• _Text under study_
_____

Context (compressible but requires care): Pasted background documents, product descriptions, and reference material often contain redundant sentences. Summarize static context into a denser form rather than pasting raw content. If the context never changes between calls, it is an ideal candidate for prompt caching, which bills repeated cache-hit tokens at a heavily discounted rate.

Formatting (often over-engineered): Nested XML tags, multi-level markdown headers, and decorative dividers are a habit borrowed from human-readable documentation. Models parse structure effectively from simpler signals. A flat numbered list often works as well as a deeply nested header hierarchy at a fraction of the token cost.

Instruction (usually cannot shrink much): The instruction section tends to be lean by nature, since it is the part engineers write most deliberately. Check it last. If instruction tokens are large, look for redundancy — the same constraint restated in three different ways.

Interpreting the category breakdown

If any single category accounts for more than 40 percent of your total tokens, investigate it first. A prompt where 50 percent of tokens are categorized as filler or formatting has obvious low-hanging fruit. A prompt where context dominates (over 60 percent) is often a sign that static reference material should be moved to caching or summarized offline.

_____

• _Work instructions_
• 1. In the text on cutting prompt tokens, what share of total tokens should one category pass before you look into it first?
• 2. Continue the text on cutting prompt tokens from the point where it stops.

_____

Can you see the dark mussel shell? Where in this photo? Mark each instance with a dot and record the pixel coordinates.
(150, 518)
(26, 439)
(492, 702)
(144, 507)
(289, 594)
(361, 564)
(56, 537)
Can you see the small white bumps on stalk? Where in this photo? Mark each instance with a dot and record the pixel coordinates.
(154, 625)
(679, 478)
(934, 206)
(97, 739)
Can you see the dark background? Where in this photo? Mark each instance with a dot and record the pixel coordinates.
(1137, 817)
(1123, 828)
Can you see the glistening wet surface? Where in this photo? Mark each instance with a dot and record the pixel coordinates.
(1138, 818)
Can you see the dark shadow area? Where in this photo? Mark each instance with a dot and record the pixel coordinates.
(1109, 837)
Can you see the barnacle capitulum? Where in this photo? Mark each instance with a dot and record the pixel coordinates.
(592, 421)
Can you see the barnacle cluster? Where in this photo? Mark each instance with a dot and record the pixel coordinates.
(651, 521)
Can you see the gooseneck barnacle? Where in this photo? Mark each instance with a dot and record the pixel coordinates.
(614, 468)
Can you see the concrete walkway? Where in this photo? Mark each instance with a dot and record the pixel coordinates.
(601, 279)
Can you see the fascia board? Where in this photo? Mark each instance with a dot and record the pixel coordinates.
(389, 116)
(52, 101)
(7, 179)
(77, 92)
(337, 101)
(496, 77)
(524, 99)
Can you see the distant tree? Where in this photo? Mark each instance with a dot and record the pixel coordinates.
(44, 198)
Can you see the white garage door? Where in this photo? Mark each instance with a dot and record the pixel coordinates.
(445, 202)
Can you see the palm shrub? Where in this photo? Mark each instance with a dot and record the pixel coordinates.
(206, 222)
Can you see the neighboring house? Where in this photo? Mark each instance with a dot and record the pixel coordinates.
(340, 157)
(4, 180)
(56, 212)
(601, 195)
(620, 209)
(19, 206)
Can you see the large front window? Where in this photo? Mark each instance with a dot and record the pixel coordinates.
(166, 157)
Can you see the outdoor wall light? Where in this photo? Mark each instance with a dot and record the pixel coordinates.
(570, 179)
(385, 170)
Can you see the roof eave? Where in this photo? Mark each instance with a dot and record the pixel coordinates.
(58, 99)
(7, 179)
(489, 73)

_____

• _Answers for the tasks_
• 1. More than 40 percent.

• 2.
Tips to recover wasted tokens

Delete filler outright. “In order to” → “to”; drop “please” and “kindly”. It changes nothing about model behavior.
Cap your examples. Two or three sharp few-shot examples usually beat ten near-duplicates that cost tokens on every call.
Move stable context to caching. If a large block never changes, prompt caching bills it at a fraction of the input rate.
Flatten formatting. Decorative markdown and nested tags add tokens without improving answers — keep only the structure the model actually needs.
Re-run after changes. The category breakdown is fast enough to use as a quick audit after each round of editing — paste, check, trim, repeat.